| GIVEN EXERCISE |
Reproduce verbatim the stretch of the data from the line containing "task | identify every instance of the white glove" through the end of the data, including both ends.

..............................

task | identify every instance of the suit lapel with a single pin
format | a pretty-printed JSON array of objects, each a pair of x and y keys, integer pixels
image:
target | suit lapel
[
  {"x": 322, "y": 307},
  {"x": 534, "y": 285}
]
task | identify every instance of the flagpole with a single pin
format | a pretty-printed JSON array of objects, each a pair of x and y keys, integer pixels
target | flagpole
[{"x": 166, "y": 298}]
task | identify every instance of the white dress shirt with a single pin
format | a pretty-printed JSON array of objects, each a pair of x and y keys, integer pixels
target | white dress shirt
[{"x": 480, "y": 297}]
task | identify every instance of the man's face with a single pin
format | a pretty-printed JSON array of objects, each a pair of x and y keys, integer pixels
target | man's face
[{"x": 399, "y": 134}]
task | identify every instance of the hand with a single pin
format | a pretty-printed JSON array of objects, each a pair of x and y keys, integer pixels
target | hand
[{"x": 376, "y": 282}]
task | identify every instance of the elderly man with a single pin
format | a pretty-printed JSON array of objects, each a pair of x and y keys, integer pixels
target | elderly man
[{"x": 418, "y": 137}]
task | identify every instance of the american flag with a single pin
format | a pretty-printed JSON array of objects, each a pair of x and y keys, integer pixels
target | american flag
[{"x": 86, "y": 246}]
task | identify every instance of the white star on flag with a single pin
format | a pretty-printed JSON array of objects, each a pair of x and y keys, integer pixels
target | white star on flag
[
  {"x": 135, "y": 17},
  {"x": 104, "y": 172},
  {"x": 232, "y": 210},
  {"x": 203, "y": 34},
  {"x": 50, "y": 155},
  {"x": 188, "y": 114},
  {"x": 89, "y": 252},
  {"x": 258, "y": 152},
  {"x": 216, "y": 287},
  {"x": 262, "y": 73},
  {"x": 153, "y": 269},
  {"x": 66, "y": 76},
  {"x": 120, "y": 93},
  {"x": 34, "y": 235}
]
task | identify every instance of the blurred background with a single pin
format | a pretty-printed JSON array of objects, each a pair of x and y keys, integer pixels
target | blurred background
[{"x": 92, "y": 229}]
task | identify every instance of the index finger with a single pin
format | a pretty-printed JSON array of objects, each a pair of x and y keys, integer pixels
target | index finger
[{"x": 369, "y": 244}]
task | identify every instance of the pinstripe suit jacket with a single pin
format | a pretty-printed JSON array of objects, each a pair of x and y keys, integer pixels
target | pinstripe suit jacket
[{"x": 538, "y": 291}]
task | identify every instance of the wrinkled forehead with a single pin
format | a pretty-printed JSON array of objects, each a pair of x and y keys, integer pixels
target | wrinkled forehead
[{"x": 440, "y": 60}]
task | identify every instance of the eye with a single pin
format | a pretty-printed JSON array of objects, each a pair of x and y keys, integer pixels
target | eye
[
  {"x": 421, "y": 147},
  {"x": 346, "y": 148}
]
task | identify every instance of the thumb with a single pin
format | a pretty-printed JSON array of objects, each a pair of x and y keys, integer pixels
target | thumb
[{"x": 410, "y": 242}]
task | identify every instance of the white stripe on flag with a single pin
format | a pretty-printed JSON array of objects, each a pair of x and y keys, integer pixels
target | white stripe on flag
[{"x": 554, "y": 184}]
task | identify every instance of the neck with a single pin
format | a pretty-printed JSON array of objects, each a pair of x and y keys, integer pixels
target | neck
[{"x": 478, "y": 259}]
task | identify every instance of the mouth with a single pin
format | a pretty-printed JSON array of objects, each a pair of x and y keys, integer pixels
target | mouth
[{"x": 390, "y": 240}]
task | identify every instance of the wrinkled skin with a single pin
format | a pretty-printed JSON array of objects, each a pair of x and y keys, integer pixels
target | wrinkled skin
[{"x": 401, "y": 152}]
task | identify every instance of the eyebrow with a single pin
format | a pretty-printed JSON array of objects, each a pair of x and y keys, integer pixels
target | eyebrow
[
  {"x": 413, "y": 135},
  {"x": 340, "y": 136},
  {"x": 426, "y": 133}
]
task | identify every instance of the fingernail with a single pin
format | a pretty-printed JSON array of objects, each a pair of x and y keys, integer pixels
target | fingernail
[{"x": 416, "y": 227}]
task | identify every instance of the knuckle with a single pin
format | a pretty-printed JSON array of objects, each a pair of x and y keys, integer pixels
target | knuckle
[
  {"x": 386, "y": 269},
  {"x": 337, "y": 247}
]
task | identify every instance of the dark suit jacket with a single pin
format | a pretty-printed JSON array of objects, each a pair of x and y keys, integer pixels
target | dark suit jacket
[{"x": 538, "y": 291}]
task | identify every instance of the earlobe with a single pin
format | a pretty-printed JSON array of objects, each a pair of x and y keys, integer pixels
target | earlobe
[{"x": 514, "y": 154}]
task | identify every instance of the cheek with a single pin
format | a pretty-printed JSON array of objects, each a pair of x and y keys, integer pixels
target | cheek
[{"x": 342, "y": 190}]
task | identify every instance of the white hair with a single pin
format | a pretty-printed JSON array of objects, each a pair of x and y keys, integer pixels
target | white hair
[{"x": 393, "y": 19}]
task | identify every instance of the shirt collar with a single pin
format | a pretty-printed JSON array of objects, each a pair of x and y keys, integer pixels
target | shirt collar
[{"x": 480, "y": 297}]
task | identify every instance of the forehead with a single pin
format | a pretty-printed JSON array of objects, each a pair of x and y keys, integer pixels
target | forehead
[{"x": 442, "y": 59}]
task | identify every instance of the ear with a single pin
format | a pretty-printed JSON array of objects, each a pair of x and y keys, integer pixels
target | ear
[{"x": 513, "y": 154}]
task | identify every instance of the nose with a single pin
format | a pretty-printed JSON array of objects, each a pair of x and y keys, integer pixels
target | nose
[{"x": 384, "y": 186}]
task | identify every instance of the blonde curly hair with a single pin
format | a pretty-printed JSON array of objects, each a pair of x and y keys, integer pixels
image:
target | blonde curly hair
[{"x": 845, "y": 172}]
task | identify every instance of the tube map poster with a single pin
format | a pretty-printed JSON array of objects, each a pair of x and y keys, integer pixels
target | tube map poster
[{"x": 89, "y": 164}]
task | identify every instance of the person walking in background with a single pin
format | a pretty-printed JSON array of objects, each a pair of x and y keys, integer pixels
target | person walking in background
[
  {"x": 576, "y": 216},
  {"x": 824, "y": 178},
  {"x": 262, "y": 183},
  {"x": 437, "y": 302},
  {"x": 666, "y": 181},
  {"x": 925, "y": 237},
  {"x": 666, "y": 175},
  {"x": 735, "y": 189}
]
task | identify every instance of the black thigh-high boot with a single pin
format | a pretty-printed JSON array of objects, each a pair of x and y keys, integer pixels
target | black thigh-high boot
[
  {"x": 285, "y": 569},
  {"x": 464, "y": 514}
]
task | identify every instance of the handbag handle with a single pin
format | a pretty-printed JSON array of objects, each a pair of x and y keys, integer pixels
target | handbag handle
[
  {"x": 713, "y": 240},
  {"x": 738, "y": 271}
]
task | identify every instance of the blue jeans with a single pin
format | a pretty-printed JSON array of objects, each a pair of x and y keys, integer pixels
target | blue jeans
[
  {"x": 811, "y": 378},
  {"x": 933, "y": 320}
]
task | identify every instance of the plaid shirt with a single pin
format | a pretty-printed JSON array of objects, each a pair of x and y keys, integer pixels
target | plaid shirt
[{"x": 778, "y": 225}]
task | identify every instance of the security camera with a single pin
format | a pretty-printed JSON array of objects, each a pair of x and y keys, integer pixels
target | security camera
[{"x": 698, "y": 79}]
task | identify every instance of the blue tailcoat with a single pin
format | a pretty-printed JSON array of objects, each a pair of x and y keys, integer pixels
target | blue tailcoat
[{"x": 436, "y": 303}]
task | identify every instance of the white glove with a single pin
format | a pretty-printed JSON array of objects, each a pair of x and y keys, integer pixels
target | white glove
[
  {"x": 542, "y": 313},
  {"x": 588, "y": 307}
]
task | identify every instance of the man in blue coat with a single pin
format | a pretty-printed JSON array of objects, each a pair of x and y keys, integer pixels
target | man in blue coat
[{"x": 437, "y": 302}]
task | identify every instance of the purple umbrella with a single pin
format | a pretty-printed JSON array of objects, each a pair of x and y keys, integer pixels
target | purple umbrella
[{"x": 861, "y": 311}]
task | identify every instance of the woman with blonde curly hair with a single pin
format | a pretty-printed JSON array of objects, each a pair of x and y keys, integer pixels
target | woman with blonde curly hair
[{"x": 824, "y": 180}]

..............................

| IN RESPONSE |
task | identify every instance of the white glove with a single pin
format | a pretty-printed JSON array of objects, each a pair of x and y keys, integer pixels
target | white glove
[
  {"x": 542, "y": 313},
  {"x": 588, "y": 307}
]
task | identify every instance of the man in blue coat with a single pin
format | a pretty-printed JSON array of objects, each a pair of x and y keys, integer pixels
target | man in blue coat
[{"x": 437, "y": 302}]
task | identify every instance of the purple umbrella with a single pin
format | a pretty-printed JSON array of objects, each a pair of x and y keys, integer pixels
target | purple umbrella
[{"x": 861, "y": 311}]
task | identify every instance of the woman with blonde curly hair with a single pin
format | a pretty-printed JSON array of objects, each a pair of x and y keys, integer pixels
target | woman with blonde curly hair
[{"x": 824, "y": 180}]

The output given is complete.